» **INSTRUCTION**
Take the line that has "For every instance of the red" in it and every line after it to the end of the entries, and reproduce them exactly.

» **Excerpts of pointing data**
## START

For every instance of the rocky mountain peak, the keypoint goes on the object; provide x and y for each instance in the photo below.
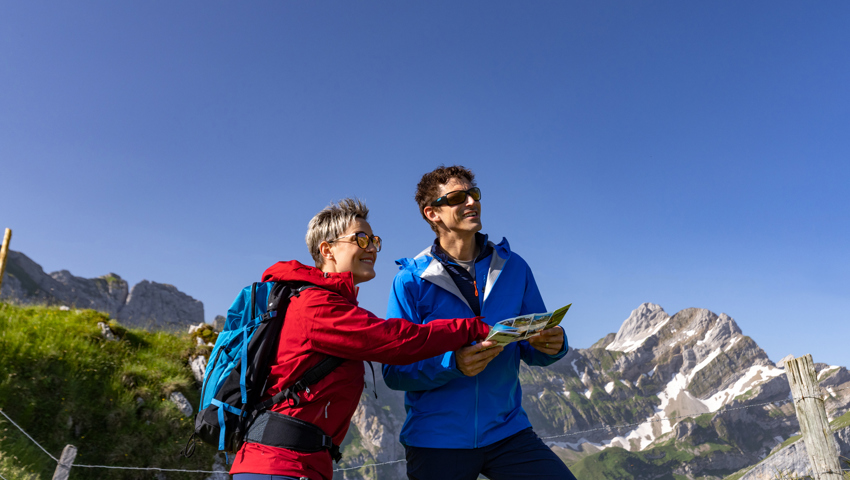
(645, 321)
(148, 304)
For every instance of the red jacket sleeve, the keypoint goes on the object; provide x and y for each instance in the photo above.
(344, 330)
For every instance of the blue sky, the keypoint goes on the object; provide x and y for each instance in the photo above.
(689, 154)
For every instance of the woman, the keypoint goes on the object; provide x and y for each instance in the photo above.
(326, 321)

## END

» **WRITTEN ANSWER**
For every instance of the red jacket sleeve, the keypoint goes on the object; provide x and y for each instance in the photo above.
(344, 330)
For every instance of the blue sky, the keypoint goes on the object; provide x and y for each instance in the photo above.
(689, 154)
For every instance of the woman, the keypoint goes on the object; provide x and y for each instance in the photo above.
(326, 321)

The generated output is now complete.